→ The problem
Reproduce the listing below word for word, leaving out the pictures.

→ Entries from an annotation dataset
== == ==
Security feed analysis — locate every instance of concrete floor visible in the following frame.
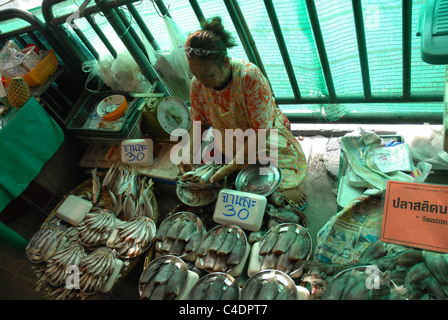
[0,135,340,300]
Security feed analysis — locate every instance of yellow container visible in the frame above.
[5,49,59,87]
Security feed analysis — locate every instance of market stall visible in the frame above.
[0,98,64,249]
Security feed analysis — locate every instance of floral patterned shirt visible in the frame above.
[190,58,306,190]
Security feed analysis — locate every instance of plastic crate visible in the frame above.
[67,93,144,145]
[5,49,59,87]
[337,135,404,212]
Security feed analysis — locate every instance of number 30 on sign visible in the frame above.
[213,189,267,231]
[121,139,153,166]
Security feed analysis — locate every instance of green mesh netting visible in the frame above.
[1,0,445,121]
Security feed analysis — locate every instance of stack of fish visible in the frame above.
[188,272,240,300]
[319,267,399,300]
[45,243,86,287]
[25,221,78,263]
[102,162,158,222]
[302,240,448,300]
[154,212,206,257]
[79,247,116,294]
[179,162,221,186]
[77,209,121,247]
[259,223,312,274]
[113,217,156,259]
[241,270,298,300]
[176,163,227,207]
[196,225,248,272]
[138,255,188,300]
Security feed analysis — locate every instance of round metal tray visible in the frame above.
[235,164,282,197]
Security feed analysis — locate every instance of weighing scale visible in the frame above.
[139,93,191,142]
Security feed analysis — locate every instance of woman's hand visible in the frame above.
[210,161,244,183]
[177,163,194,175]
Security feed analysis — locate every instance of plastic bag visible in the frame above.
[83,51,151,93]
[144,16,191,101]
[400,123,448,170]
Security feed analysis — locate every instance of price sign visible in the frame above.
[381,181,448,252]
[121,139,154,166]
[213,189,267,231]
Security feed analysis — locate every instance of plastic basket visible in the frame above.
[5,49,59,87]
[67,93,144,145]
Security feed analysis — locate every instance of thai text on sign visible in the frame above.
[381,181,448,252]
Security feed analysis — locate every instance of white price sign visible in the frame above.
[213,189,267,231]
[121,139,154,166]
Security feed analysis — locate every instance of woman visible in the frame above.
[180,17,307,209]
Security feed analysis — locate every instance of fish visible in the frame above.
[288,235,311,261]
[202,251,216,270]
[149,283,167,300]
[227,239,246,268]
[256,278,280,300]
[219,282,239,300]
[259,229,278,255]
[196,233,216,257]
[241,279,261,300]
[322,272,350,300]
[275,253,293,273]
[208,227,231,252]
[423,250,448,286]
[177,220,197,241]
[204,280,224,300]
[213,255,229,272]
[166,268,188,298]
[91,168,101,204]
[184,230,203,253]
[261,252,277,270]
[165,216,187,239]
[216,229,239,255]
[188,282,210,300]
[169,239,186,256]
[154,218,173,241]
[153,263,177,284]
[359,240,387,264]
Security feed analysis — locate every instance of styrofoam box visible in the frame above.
[56,195,93,227]
[213,189,267,231]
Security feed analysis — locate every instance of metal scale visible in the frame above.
[133,83,191,141]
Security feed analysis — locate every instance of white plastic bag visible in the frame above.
[399,123,448,170]
[144,16,191,101]
[83,51,151,93]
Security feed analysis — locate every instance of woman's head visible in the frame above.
[184,17,236,87]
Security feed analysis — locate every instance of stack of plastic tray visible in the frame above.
[67,93,144,145]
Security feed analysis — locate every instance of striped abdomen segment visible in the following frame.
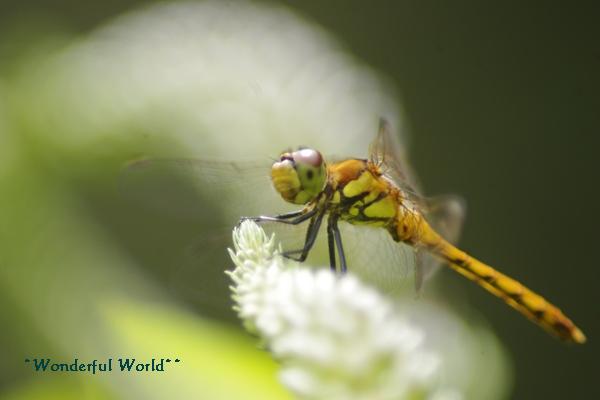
[419,222,586,343]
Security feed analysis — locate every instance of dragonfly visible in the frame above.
[242,119,586,344]
[120,118,586,343]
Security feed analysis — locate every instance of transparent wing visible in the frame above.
[339,222,416,295]
[415,195,466,293]
[119,159,290,226]
[369,118,421,204]
[118,159,296,317]
[369,118,465,293]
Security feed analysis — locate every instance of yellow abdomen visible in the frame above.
[413,217,586,343]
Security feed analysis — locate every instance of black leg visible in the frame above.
[331,218,347,274]
[284,209,326,262]
[327,216,336,272]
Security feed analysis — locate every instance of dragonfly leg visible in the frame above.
[238,207,318,226]
[283,207,326,262]
[327,216,336,272]
[330,217,348,274]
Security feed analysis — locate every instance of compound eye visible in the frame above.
[293,149,323,168]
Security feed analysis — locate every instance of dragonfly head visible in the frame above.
[271,148,327,204]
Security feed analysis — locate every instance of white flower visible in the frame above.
[228,221,452,400]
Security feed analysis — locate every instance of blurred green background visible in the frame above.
[0,0,600,399]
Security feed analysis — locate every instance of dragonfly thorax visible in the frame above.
[271,148,327,204]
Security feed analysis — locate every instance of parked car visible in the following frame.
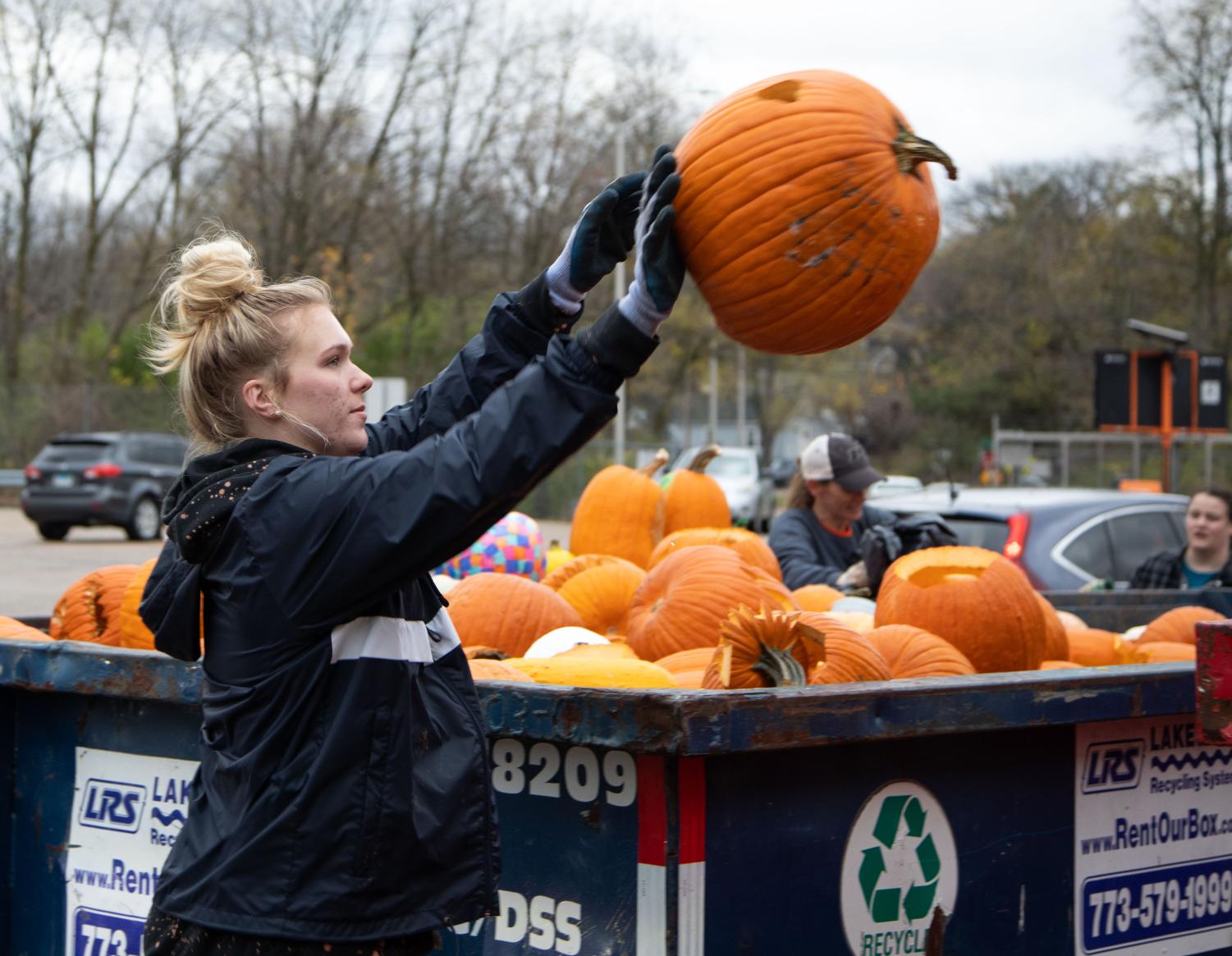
[669,445,774,533]
[21,431,187,541]
[868,474,924,498]
[767,458,799,488]
[877,484,1188,590]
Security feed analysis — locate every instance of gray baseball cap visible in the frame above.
[799,432,886,492]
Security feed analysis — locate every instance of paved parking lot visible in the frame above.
[0,508,569,617]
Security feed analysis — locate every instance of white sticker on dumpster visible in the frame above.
[1074,715,1232,956]
[841,780,959,956]
[64,747,197,956]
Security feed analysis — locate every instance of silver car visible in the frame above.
[671,445,774,533]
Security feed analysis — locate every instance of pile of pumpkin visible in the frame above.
[450,528,1221,690]
[0,558,157,651]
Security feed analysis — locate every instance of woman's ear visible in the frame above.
[240,378,282,421]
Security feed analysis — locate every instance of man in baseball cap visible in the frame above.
[770,432,895,590]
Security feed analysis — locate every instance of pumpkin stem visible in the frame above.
[689,442,723,472]
[890,123,959,179]
[750,644,806,688]
[639,448,671,478]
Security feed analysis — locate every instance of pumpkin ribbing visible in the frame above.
[676,71,955,354]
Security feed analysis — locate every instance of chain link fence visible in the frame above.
[992,428,1232,494]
== == ==
→ Exercise answer
Security feed analysis — locate every instance of concrete floor visible in the following frame.
[0,135,340,300]
Security feed analysis — locate every instance of yellow container visible in the frame above.
[5,49,59,87]
Security feed analysis — locate every instance of market stall visible in the frame above.
[0,98,64,249]
Security feed analysis — locate every instance of floral patterned shirt visible in the frame above.
[190,58,306,190]
Security feed analysis — locate every instance of plastic crate visible in the frame above.
[67,93,144,145]
[5,49,59,87]
[337,135,404,212]
Security feed analysis — locate every instance of number 30 on sign visible in the frame above.
[213,189,267,231]
[121,139,153,166]
Security feed analysis — locate every instance of green mesh netting visible in the frame above.
[1,0,445,121]
Security feed analysis — locate every instance of stack of fish visible in the frame above.
[188,272,240,300]
[319,267,399,300]
[45,243,86,287]
[25,221,78,263]
[102,162,158,222]
[302,240,448,300]
[154,212,206,257]
[79,247,116,294]
[179,162,221,186]
[77,209,121,247]
[259,223,312,274]
[113,217,156,259]
[241,270,298,300]
[176,163,227,207]
[196,225,248,272]
[138,255,188,300]
Security feed analysis — locate every instance of round metal tray visible in the frame above.
[235,164,282,197]
Security feed analysis — locate every instance of weighing scale visible in the frame above.
[139,93,191,142]
Security feed analysis — locate every instance of woman's hand visible in the frame above.
[210,161,244,183]
[177,163,194,175]
Security feed analysis — locate every instance of plastic bag visible in the frame above.
[83,51,151,93]
[144,16,191,101]
[400,123,448,170]
Security feed analysis — locate every instance of price sign visible in the frame above.
[381,181,448,252]
[121,139,154,166]
[213,189,267,231]
Security feed analysis — locate every instance of plastic basket visible in the frame above.
[5,49,59,87]
[67,93,144,145]
Security feed analysis — locate every instance of thai text on sign visible in the frame above.
[381,181,448,252]
Security feed analysis — locate every instance of white price sign visible in the frame above.
[213,189,267,231]
[121,139,154,166]
Security feed analysis — locate every instance of woman visible in the frame above.
[180,17,307,209]
Security feed analysis — locate every instance of fish visible in the frame above.
[288,235,311,261]
[202,251,216,270]
[149,283,167,300]
[227,239,246,268]
[256,278,280,300]
[219,282,239,300]
[259,229,278,255]
[196,233,216,257]
[241,279,261,300]
[322,272,350,300]
[275,253,293,273]
[208,227,231,252]
[423,250,448,286]
[177,220,197,241]
[204,280,224,300]
[213,255,229,272]
[166,268,188,298]
[91,168,101,204]
[184,230,203,253]
[261,252,277,270]
[165,216,187,239]
[216,229,239,255]
[188,282,210,300]
[169,239,186,256]
[154,218,173,241]
[153,263,177,284]
[359,240,387,264]
Security feed analysis — locate every instance of styrofoam box visible in the frame above.
[56,195,93,227]
[213,189,267,231]
Security feed analysis — locate every instance of metal scale visible in the frame above.
[133,83,191,141]
Security feed analysis — locate every instance of white plastic bag visible in the frame above.
[399,123,448,170]
[144,16,191,101]
[83,51,151,93]
Security feed analysis — locate every instance of woman's head visible in the frame above.
[184,17,236,87]
Security feed analysis — locate every instance of stack of plastic tray visible in the frame above.
[67,93,144,145]
Security feed analysis — locate every instance of striped abdomen segment visible in the following frame.
[419,222,586,343]
Security feed analysis — locate every instance of dragonfly visible in the frame above.
[242,119,586,344]
[120,118,586,343]
Security feed analysis — locate every instance of transparent wing visible in the frame above.
[339,222,416,295]
[415,195,466,293]
[119,159,290,226]
[369,118,421,204]
[118,159,296,317]
[369,118,465,293]
Security feed analysis — locate every instance of yellow abdomen visible in the frame above.
[413,217,586,343]
Security feed analysis — locate every instance of black leg visible in the frame above.
[331,218,347,274]
[284,209,326,262]
[327,216,336,272]
Security feed analysis — locate every instance of dragonfly leg visible in the frame above.
[238,207,318,226]
[283,207,326,262]
[327,216,336,272]
[330,217,348,274]
Security feed analysis — locate every instance of compound eye visible in the frame above.
[293,149,323,168]
Security feed analysis — locate every instance of dragonfly head visible in the frame above.
[271,148,327,204]
Security feed analysis — locate every instance of white flower visible in the frame above.
[228,221,452,400]
Security feed analysis — locate every instance of blurred green background visible in the frame above.
[0,0,600,399]
Security feed analysis — locate every instance of dragonfly thorax visible in the frame above.
[271,148,327,204]
Security feed analysis — locate every instance of parked car visible in the following frame.
[669,445,774,533]
[21,431,187,541]
[868,474,924,498]
[767,458,799,488]
[877,484,1188,590]
Security feed analysis — locate every instance of gray baseball cap visible in the frame above.
[799,432,886,492]
Security feed analysis — locate every instance of paved parking lot visible in the frame above.
[0,508,569,617]
Security feed analysis — locate every instance of white sticker on dumpster visible in the frame above.
[1074,715,1232,956]
[841,780,959,956]
[64,747,197,956]
Security feed analysis — locate every instance of silver car visible in the frame above.
[671,445,774,533]
Security feed analysis — locate every instance of pile of pumpkin visible in the frame above.
[450,528,1221,690]
[0,558,157,651]
Security feed analysis — locate every instance of woman's ear visible in the frame above.
[240,378,282,421]
Security feed analysis — locate every instance of man in baseball cap visible in the frame above.
[770,432,895,590]
Security feed analysis — locate every instance of pumpkin stem visible in the frame above.
[689,442,723,472]
[890,123,959,179]
[750,644,806,688]
[639,448,671,478]
Security feed analysis — locate every instance of pumpkin ribbing visible in the frame above.
[676,71,955,354]
Security feed analysis — locate every instance of chain link fence visible in the frame above.
[992,428,1232,494]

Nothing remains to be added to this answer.